* Required action A
How would you say this sentence from the magnetic force solution in Spanish: "The magnetic force on a charged particle is given by the Lorentz force equation:"

* Extract
——
Step by step solution

01

Calculate Magnetic Force

The magnetic force on a charged particle is given by the Lorentz force equation: \[ \mathbf{F}_B = q(\mathbf{v} \times \mathbf{B}) \]Given: \[ q = 1.60 \times 10^{-19} \text{ C}, \quad \mathbf{v} = v_x \hat{i} + v_y \hat{j} + v_z \hat{k} = (1.50 \times 10^5 \hat{i} + 0 \hat{j} + 2.00 \times 10^5 \hat{k}) \text{ m/s}, \quad \mathbf{B} = 0.500 \hat{i} \text{ T} \]First, compute the cross product, \( \mathbf{v} \times \mathbf{B} \):\[ \mathbf{v} \times \mathbf{B} = \begin{vmatrix} \hat{i} & \hat{j} & \hat{k} \ 1.50 \times 10^5 & 0 & 2.00 \times 10^5 \ 0.5 & 0 & 0 \end{vmatrix} = (0 - 0)\hat{i} - (0 - (0.5 \cdot 2.00 \times 10^5))\hat{j} + (0 - 0)\hat{k} \]\[ = -1.00 \times 10^5 \hat{j} \text{ m/s} \text{ T} \]Now, find the magnetic force:\[ \mathbf{F}_B = 1.60 \times 10^{-19} \times (-1.00 \times 10^5) \hat{j} = -1.60 \times 10^{-14} \hat{j} \text{ N} \]Thus, the magnetic force has a magnitude of \(1.60 \times 10^{-14} \text{ N} \) in the \(-\hat{j}\) direction.
——
* Required action B
How many lines of the rows below contain the word "then"? Give only the number.

* Records for this task
——
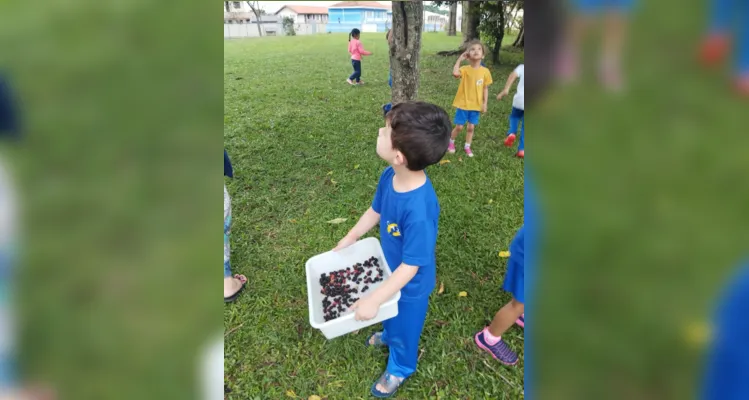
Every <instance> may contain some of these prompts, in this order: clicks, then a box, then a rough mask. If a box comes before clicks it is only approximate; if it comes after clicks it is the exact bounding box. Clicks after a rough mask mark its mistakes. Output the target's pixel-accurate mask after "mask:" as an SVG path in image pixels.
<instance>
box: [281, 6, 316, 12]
mask: <svg viewBox="0 0 749 400" xmlns="http://www.w3.org/2000/svg"><path fill="white" fill-rule="evenodd" d="M284 8H288V9H289V10H291V11H294V12H295V13H297V14H327V13H328V8H327V7H312V6H283V7H281V10H283V9H284ZM281 10H278V11H276V14H278V13H279V12H281Z"/></svg>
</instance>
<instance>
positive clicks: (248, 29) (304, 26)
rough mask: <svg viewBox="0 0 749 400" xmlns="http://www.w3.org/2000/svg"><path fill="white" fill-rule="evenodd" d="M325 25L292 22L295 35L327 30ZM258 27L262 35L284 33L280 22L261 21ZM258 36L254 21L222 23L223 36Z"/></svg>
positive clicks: (324, 32)
mask: <svg viewBox="0 0 749 400" xmlns="http://www.w3.org/2000/svg"><path fill="white" fill-rule="evenodd" d="M326 27H327V25H326V24H294V31H295V32H296V34H297V35H314V34H316V33H325V32H327V30H326ZM260 29H261V30H262V31H263V36H283V35H285V34H286V32H284V30H283V25H282V24H280V23H262V24H260ZM258 36H259V35H258V31H257V24H256V23H254V22H250V23H246V22H239V23H232V24H227V23H224V38H243V37H258Z"/></svg>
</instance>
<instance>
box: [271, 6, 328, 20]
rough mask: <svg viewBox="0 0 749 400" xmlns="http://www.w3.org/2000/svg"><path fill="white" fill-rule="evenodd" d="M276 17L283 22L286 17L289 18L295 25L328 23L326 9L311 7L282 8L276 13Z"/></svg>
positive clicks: (295, 6)
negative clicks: (282, 20) (294, 23)
mask: <svg viewBox="0 0 749 400" xmlns="http://www.w3.org/2000/svg"><path fill="white" fill-rule="evenodd" d="M276 15H277V16H278V18H279V19H281V20H283V19H284V18H286V17H290V18H291V19H293V20H294V23H295V24H312V23H315V24H327V23H328V9H327V7H311V6H293V5H289V6H283V7H281V9H280V10H278V11H276Z"/></svg>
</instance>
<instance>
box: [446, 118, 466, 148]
mask: <svg viewBox="0 0 749 400" xmlns="http://www.w3.org/2000/svg"><path fill="white" fill-rule="evenodd" d="M466 120H467V118H466V112H465V111H464V110H461V109H460V108H458V109H457V110H455V118H454V119H453V124H455V128H453V133H452V134H451V135H450V144H449V145H448V146H447V151H448V152H449V153H455V138H457V137H458V134H460V132H463V125H465V123H466V122H467V121H466Z"/></svg>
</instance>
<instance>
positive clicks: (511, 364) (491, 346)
mask: <svg viewBox="0 0 749 400" xmlns="http://www.w3.org/2000/svg"><path fill="white" fill-rule="evenodd" d="M486 329H487V328H484V329H483V330H482V331H481V332H479V333H477V334H476V336H474V339H475V340H476V345H477V346H479V348H480V349H482V350H486V351H487V352H488V353H489V354H491V355H492V357H494V359H496V360H499V362H501V363H502V364H505V365H515V364H517V363H518V355H517V354H515V352H514V351H512V350H511V349H510V346H508V345H507V343H505V342H504V340H502V339H500V340H499V342H497V343H495V344H493V345H491V344H489V342H488V341H487V340H486V337H485V336H484V333H485V332H486Z"/></svg>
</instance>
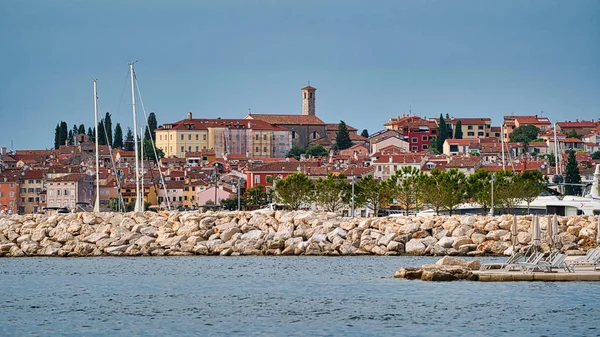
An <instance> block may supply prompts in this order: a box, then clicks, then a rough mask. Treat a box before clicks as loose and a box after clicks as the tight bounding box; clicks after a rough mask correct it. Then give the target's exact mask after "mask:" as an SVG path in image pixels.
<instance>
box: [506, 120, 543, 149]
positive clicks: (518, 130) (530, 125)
mask: <svg viewBox="0 0 600 337" xmlns="http://www.w3.org/2000/svg"><path fill="white" fill-rule="evenodd" d="M539 133H540V129H539V128H538V127H536V126H535V125H531V124H527V125H521V126H519V127H518V128H515V129H514V130H513V132H512V133H511V134H510V136H509V138H510V141H511V142H520V143H523V144H525V146H527V145H528V144H529V143H531V141H532V140H535V139H537V137H538V134H539Z"/></svg>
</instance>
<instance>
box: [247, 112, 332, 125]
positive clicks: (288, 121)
mask: <svg viewBox="0 0 600 337" xmlns="http://www.w3.org/2000/svg"><path fill="white" fill-rule="evenodd" d="M246 118H248V119H253V120H260V121H264V122H267V123H270V124H276V125H325V123H324V122H323V121H322V120H320V119H319V118H318V117H317V116H314V115H284V114H254V113H253V114H249V115H248V116H247V117H246Z"/></svg>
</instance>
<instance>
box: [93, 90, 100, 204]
——
* Answer A
La fuerza magnética sobre una partícula cargada está dada por la ecuación de la fuerza de Lorentz:

* Answer B
2